(Entries from a point annotation set)
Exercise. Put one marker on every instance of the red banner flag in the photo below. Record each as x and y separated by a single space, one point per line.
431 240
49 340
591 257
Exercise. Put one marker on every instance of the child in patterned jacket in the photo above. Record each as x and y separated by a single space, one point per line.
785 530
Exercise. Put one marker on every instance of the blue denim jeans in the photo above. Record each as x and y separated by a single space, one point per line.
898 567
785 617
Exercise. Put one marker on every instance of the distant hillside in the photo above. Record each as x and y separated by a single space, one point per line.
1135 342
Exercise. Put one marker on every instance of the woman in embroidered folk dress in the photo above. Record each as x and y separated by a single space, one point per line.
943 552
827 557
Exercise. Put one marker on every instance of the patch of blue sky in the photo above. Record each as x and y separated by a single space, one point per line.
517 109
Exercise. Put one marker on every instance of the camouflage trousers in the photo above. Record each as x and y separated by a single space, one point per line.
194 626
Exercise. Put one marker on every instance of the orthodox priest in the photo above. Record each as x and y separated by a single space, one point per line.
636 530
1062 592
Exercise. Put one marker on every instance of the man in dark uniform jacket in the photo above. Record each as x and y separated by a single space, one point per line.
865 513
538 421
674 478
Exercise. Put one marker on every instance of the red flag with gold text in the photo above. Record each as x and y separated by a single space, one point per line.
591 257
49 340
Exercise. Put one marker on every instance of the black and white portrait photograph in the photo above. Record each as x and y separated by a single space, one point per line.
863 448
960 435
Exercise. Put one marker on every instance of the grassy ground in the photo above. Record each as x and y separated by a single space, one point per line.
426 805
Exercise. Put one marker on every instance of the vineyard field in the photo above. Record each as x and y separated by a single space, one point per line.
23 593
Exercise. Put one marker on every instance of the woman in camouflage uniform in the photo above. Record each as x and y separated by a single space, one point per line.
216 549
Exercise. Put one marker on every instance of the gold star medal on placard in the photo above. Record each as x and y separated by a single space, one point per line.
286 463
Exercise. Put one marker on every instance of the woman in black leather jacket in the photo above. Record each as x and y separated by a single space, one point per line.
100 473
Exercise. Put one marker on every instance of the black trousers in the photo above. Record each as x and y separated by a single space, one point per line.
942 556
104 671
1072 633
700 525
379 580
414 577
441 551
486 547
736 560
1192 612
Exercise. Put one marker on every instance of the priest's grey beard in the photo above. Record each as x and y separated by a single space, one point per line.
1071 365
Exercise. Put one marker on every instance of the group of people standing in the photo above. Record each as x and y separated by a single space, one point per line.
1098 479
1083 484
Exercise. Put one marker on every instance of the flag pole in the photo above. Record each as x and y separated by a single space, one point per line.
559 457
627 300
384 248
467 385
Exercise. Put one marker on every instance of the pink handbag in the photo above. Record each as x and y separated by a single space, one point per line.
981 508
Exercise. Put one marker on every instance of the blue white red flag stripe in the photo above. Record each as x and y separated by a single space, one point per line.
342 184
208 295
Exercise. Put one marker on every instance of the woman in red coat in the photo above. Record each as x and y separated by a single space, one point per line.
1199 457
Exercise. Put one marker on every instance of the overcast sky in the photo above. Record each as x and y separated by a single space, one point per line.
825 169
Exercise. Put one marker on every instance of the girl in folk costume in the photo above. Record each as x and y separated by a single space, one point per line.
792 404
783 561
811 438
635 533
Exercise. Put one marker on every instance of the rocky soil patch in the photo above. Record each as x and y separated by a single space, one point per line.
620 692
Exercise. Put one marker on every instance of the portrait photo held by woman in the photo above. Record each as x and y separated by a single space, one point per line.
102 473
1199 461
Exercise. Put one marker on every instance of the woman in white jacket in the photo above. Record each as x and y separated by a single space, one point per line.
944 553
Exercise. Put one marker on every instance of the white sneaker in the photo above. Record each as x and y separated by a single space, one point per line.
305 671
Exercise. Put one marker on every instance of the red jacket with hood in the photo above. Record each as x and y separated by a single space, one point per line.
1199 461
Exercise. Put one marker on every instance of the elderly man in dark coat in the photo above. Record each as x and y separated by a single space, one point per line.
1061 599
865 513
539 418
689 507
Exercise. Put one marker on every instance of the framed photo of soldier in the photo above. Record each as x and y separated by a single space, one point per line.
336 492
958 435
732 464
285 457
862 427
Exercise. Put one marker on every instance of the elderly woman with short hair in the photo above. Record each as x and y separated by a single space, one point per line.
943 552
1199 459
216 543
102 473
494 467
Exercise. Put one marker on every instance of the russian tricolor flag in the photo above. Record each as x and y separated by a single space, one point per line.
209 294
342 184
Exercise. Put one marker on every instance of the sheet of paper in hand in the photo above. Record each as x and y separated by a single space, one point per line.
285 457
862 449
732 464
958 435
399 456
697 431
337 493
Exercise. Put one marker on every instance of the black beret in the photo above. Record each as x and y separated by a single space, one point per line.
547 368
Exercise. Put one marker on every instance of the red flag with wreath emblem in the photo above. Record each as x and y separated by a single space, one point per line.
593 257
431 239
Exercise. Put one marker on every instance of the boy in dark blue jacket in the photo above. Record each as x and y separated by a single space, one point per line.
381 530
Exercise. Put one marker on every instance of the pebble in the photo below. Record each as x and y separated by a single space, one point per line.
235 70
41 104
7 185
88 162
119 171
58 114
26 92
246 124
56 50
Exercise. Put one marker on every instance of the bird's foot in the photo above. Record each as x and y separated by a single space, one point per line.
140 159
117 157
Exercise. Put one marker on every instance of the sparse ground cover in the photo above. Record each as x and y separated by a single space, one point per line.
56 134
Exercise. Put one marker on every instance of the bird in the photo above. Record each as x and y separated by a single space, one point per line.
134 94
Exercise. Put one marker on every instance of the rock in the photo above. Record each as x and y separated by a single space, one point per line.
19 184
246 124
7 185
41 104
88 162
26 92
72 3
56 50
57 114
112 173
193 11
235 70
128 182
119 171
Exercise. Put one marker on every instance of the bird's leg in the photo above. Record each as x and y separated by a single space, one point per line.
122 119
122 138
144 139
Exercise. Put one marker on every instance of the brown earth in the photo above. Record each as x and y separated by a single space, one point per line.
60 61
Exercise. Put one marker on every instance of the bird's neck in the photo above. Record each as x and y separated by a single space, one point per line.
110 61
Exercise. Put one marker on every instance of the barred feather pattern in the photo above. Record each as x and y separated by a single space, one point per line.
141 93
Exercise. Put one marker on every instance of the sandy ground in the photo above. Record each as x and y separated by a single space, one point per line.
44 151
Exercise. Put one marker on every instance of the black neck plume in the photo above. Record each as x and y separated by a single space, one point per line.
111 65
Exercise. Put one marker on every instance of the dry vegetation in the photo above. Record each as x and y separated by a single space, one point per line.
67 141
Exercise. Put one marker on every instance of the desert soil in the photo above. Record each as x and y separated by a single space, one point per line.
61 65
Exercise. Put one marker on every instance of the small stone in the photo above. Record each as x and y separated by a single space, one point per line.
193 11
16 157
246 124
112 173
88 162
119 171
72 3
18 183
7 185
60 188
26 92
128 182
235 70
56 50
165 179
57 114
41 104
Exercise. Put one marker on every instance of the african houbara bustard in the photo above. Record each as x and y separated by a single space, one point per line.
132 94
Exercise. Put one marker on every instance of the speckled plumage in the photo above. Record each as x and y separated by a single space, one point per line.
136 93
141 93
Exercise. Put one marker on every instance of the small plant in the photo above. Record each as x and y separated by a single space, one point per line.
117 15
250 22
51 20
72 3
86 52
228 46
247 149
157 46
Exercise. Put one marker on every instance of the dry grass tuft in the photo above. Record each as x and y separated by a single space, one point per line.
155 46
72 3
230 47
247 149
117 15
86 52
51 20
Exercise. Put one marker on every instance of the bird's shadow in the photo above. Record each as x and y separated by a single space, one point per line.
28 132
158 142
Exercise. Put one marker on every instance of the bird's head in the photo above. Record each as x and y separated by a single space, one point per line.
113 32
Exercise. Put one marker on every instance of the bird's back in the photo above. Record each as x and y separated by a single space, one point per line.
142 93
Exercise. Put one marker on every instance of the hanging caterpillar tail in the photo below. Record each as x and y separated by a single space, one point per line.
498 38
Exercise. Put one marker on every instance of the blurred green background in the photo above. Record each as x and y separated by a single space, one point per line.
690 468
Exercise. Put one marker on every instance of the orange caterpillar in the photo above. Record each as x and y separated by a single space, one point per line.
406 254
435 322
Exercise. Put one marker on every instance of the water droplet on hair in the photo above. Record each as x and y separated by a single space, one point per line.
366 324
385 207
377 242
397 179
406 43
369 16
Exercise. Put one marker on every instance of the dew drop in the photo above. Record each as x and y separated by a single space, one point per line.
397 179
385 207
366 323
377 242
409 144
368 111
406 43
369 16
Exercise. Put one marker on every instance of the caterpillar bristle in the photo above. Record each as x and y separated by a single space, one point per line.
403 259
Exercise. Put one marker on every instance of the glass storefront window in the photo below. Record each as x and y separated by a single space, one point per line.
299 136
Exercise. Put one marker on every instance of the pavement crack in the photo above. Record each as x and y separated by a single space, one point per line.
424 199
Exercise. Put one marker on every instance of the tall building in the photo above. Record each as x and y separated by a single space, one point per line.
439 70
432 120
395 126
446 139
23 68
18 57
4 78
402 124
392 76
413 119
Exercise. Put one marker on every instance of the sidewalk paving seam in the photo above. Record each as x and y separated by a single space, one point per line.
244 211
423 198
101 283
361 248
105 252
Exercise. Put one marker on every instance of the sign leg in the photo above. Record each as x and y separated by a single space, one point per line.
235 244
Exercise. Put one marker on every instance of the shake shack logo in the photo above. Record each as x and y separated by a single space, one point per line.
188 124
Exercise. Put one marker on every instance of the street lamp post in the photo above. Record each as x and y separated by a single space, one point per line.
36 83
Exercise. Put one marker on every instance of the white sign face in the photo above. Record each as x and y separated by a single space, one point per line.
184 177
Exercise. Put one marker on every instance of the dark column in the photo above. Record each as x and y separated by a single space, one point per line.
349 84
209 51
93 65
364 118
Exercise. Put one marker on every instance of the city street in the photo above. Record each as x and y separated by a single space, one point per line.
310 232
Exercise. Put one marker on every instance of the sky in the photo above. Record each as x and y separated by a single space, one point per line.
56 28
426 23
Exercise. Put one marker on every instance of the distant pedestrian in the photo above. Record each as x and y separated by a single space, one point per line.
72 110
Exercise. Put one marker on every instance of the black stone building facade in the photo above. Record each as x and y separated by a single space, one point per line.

> GOAL:
Write out again every line in the stretch from the line containing "Exercise. Put one marker on every instance of the city" through the end of the entries, both ends included. Copy the text lines unchanged, but multiply each coordinate in the answers by 2.15 and round to whole numbers, with halves going up.

> ANSWER TO THE TASK:
Exercise. Put one marker on every instance of the city street in the photo above. Record each as x and y separated by a single space, one point per line.
667 499
Exercise. Put one marker on every instance of the sky in the photo above. Record each as x and y separated by a single space, one point per line.
120 60
916 49
Exercise. Put one marker on every instance of the distant pedestrian in the photo above. Record each as x and y separated by a single space, one point per line.
155 237
Exercise. Put one marker on every instance of the black stone building facade in the photo above. Record each as x and y separated by a single space, one point per line.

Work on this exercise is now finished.